Begin Task input
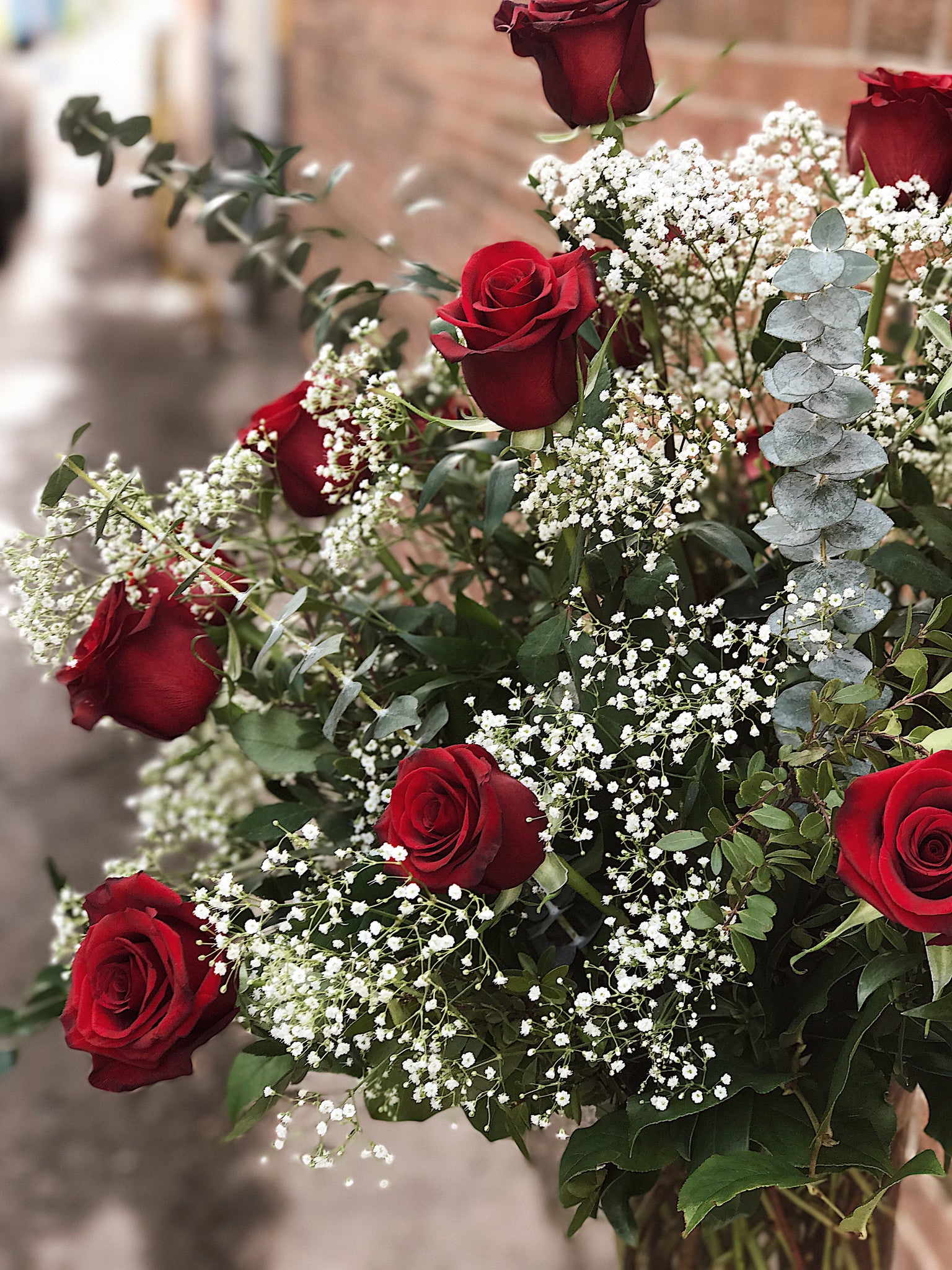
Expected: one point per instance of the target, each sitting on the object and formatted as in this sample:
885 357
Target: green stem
876 305
588 892
220 582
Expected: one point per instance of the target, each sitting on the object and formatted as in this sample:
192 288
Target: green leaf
546 639
924 1165
551 874
500 492
902 563
723 1178
772 818
60 482
272 824
682 840
250 1076
724 540
277 741
885 968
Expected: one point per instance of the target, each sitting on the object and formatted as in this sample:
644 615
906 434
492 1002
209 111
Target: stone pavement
95 1181
89 329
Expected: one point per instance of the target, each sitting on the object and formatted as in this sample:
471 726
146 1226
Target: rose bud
299 443
628 349
150 666
462 822
895 837
145 992
580 47
904 128
519 314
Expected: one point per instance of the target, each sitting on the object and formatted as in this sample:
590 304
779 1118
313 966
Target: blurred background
104 316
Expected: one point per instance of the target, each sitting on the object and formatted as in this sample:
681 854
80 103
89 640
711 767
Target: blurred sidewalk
92 1181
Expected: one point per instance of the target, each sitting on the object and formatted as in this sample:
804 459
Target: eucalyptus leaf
838 349
795 275
827 266
853 456
791 321
845 402
799 436
857 267
829 230
798 376
837 306
845 664
780 531
810 505
863 528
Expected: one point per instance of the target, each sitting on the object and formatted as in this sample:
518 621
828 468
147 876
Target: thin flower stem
588 892
190 558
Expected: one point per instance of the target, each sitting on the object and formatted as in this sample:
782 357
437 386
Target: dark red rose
754 463
904 128
298 443
462 822
628 349
150 667
519 314
895 836
580 46
144 993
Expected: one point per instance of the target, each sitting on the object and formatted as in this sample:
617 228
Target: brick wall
427 88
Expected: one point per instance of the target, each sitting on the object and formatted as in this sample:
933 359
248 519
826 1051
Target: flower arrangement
560 729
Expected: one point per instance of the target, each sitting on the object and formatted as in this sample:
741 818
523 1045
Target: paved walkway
93 1181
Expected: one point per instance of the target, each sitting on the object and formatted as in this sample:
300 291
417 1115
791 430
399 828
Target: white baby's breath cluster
191 797
633 481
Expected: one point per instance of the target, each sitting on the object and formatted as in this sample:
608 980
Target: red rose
151 668
904 128
299 443
462 822
144 993
580 47
895 836
519 313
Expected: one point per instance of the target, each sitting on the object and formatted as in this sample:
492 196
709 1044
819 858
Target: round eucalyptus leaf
813 505
866 611
834 578
792 709
829 231
844 664
839 349
799 436
791 321
851 458
798 376
780 533
863 528
847 401
857 267
827 266
837 306
795 273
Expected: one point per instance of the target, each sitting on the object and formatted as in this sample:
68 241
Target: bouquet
559 729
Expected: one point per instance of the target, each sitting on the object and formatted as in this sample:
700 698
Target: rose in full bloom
519 314
462 822
150 666
299 445
895 836
580 47
145 993
904 128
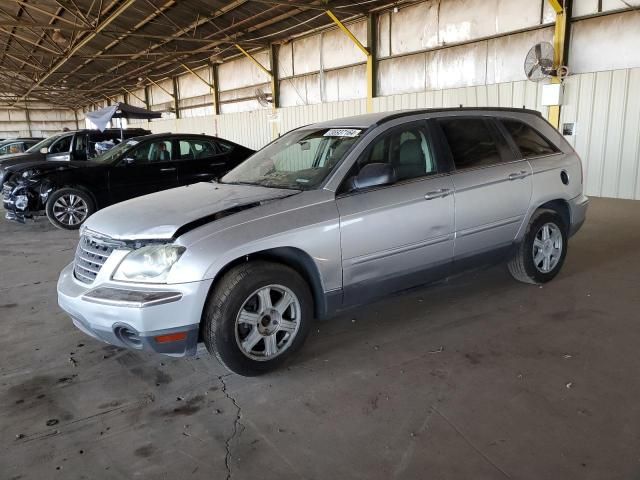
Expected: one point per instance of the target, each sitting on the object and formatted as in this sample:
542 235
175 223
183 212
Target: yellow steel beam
364 50
162 88
559 36
347 32
253 59
556 5
196 75
131 93
75 48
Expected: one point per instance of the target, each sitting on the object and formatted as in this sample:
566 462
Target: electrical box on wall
552 94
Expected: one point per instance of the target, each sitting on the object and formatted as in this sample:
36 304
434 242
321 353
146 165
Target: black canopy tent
100 118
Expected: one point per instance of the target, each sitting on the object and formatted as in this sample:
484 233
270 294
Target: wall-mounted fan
538 64
263 98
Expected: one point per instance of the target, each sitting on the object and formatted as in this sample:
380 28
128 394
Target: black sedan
71 191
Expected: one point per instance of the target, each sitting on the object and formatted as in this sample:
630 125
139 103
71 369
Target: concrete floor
479 378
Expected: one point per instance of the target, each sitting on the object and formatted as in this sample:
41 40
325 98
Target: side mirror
373 175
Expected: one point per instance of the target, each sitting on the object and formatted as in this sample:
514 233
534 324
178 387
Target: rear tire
68 208
540 255
257 316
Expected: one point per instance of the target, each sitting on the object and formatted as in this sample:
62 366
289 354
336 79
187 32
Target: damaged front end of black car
25 196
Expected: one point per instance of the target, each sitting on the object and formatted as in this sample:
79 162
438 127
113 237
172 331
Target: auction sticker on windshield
342 132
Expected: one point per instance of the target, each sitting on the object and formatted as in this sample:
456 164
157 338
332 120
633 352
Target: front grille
90 256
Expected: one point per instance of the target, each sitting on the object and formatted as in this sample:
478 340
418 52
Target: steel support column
28 118
560 47
363 49
176 101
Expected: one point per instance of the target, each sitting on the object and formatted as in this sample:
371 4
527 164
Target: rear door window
196 149
471 142
406 148
529 141
152 152
62 146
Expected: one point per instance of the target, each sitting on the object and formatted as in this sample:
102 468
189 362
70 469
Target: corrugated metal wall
605 107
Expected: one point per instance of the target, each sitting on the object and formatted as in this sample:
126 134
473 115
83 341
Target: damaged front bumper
163 319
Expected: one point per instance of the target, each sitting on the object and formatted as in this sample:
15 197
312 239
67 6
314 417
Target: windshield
42 144
113 154
299 160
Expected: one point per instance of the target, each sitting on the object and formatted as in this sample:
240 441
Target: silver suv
327 216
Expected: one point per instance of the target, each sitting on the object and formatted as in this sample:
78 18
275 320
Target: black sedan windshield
112 155
46 143
299 160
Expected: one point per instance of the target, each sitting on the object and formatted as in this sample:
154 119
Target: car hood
163 214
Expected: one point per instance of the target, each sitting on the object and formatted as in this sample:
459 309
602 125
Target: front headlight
150 264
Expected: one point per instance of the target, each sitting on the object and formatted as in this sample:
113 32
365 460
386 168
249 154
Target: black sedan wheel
68 208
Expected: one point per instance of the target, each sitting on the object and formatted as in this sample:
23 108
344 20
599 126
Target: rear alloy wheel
540 255
68 208
258 314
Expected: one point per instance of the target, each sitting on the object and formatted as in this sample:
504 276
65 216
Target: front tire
257 316
68 208
540 255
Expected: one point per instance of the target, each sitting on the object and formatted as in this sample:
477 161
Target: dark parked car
66 146
17 145
69 192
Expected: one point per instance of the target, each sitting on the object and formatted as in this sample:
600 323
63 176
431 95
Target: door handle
517 175
443 192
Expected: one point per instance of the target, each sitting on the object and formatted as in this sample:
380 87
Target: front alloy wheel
68 208
268 322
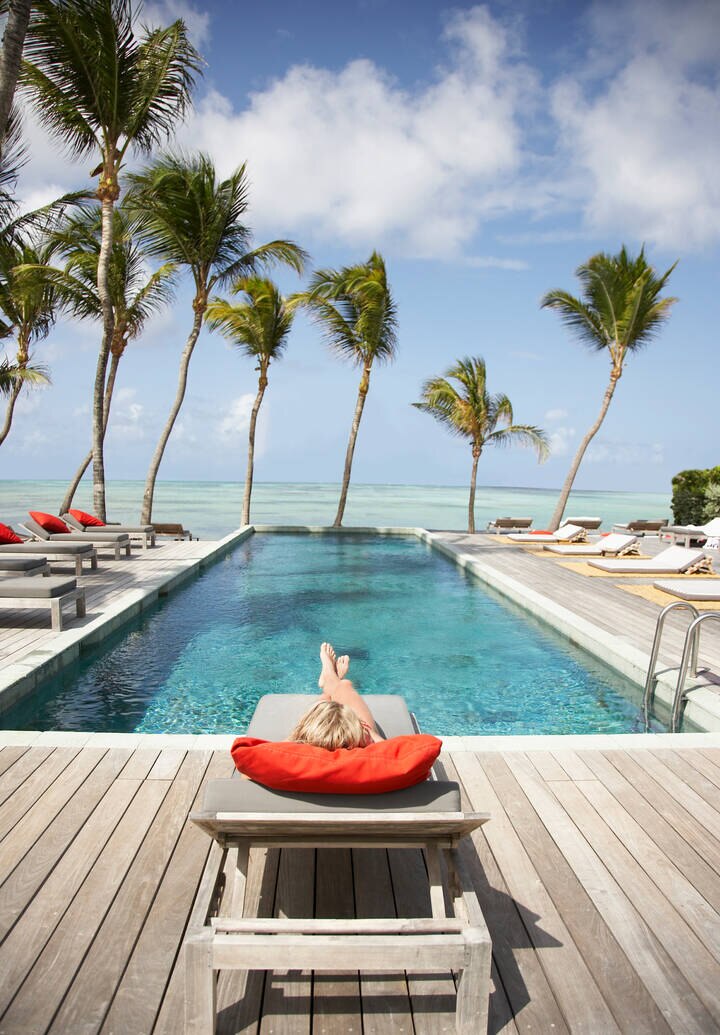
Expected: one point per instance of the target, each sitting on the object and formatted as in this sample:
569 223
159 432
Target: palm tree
260 328
136 294
29 306
192 219
357 313
620 311
469 411
98 88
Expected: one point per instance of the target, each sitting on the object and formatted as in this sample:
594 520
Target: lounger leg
474 989
200 984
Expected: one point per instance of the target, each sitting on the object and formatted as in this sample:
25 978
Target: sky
486 150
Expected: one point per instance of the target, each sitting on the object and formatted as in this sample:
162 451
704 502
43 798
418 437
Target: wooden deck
598 875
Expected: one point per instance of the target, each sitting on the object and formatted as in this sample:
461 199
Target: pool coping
19 679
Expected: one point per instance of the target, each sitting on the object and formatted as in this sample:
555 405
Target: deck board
600 890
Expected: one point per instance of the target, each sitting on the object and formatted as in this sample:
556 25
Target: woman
340 717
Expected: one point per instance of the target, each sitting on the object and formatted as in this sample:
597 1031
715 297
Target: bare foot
327 658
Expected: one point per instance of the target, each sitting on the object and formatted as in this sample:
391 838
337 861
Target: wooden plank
90 995
336 995
633 1008
141 991
386 1007
26 879
671 992
73 923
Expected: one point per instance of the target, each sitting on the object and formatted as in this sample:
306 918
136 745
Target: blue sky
486 151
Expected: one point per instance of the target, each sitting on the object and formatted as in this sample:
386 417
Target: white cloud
351 154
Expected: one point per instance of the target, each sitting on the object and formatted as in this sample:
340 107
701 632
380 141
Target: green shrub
695 494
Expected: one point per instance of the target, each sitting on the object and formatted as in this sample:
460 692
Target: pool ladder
688 660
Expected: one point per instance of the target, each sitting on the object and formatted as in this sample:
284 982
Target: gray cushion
41 589
22 563
276 714
243 796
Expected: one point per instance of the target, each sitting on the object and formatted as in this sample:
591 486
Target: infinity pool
466 660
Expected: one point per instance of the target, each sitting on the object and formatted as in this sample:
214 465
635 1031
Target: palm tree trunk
362 394
262 385
15 392
565 492
149 493
471 502
98 494
72 488
10 57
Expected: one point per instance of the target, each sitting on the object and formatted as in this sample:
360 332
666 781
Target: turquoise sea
211 509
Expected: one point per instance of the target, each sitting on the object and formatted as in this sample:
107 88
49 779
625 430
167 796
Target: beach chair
240 815
567 533
53 592
507 525
675 560
618 545
641 526
115 541
144 534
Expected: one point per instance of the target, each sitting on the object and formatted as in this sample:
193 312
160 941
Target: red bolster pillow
386 765
88 520
50 523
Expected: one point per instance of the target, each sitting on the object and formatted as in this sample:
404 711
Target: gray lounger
22 566
117 541
53 592
238 815
144 534
77 552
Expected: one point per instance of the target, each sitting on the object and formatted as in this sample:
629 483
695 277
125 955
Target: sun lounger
618 545
640 527
116 541
23 566
589 524
675 560
76 552
144 534
239 815
567 533
507 525
53 592
709 590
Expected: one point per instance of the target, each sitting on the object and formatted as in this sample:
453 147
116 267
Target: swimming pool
466 660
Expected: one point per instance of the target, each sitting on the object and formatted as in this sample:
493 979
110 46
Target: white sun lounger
240 815
567 533
619 545
675 560
116 541
144 534
53 592
709 590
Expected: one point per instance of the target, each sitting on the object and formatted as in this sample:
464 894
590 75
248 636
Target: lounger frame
458 941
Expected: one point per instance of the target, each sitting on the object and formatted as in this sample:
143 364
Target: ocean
210 509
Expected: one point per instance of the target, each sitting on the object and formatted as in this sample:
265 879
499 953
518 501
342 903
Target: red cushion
7 535
88 520
49 522
387 765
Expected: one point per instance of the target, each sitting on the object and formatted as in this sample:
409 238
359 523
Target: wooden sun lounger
53 592
240 815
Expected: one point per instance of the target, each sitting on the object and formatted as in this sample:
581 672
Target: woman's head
329 725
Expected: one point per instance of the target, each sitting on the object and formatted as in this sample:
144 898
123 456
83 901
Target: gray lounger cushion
41 589
276 714
22 563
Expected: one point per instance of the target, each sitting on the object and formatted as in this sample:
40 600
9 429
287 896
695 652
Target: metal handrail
692 640
651 680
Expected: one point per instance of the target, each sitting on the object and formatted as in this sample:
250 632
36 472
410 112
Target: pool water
413 623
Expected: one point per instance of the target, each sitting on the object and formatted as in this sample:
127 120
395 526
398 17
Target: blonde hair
329 725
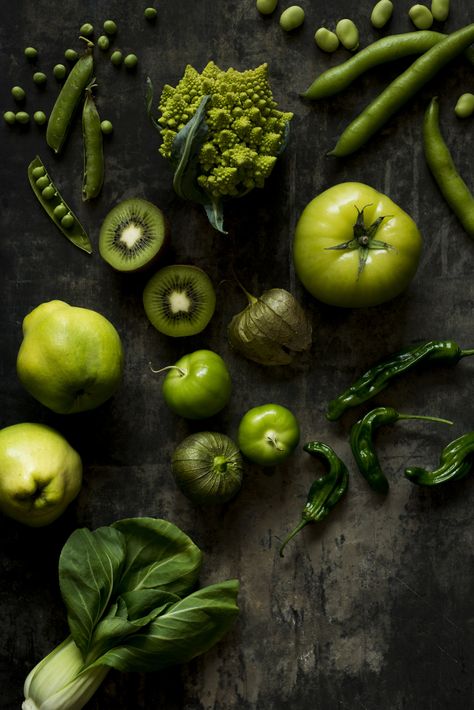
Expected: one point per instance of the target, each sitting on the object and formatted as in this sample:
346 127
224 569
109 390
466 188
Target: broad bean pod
399 91
439 160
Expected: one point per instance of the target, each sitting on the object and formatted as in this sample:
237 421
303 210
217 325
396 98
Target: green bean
326 40
291 18
396 94
421 16
440 10
68 100
93 153
55 207
464 106
439 160
381 13
348 34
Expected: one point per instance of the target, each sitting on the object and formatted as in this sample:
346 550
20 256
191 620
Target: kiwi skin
177 278
159 233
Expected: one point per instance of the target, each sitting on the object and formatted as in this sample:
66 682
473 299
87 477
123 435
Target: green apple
40 473
71 358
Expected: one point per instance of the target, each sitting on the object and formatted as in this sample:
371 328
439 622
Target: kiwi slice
179 300
132 235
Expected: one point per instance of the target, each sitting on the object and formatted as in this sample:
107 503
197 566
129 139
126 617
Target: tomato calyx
363 238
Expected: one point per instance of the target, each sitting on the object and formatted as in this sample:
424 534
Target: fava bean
421 16
464 106
348 34
440 10
326 40
291 18
381 13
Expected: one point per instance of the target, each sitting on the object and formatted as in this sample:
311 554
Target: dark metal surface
371 609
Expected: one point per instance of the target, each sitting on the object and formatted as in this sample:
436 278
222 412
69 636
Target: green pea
348 34
31 53
39 78
116 58
22 117
106 127
86 29
266 7
381 13
110 27
9 117
67 221
326 40
59 71
71 55
464 106
150 13
131 61
291 18
420 16
440 10
103 42
18 93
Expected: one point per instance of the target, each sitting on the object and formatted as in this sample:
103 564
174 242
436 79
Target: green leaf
158 556
90 566
188 628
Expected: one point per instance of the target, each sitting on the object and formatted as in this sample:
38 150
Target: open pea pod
56 208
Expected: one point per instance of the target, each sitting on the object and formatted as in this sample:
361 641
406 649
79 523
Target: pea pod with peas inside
56 208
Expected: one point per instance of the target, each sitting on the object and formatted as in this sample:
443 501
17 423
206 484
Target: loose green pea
103 42
381 13
326 40
9 117
464 106
39 117
86 29
71 55
421 17
131 61
150 13
18 93
39 78
266 7
291 18
31 53
22 117
106 127
440 10
110 27
348 34
116 58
End Task input
▸ **The request**
Extract every line of the listing above that contains the word "blurred".

▸ **Solution**
Target: blurred background
Target: blurred sidewalk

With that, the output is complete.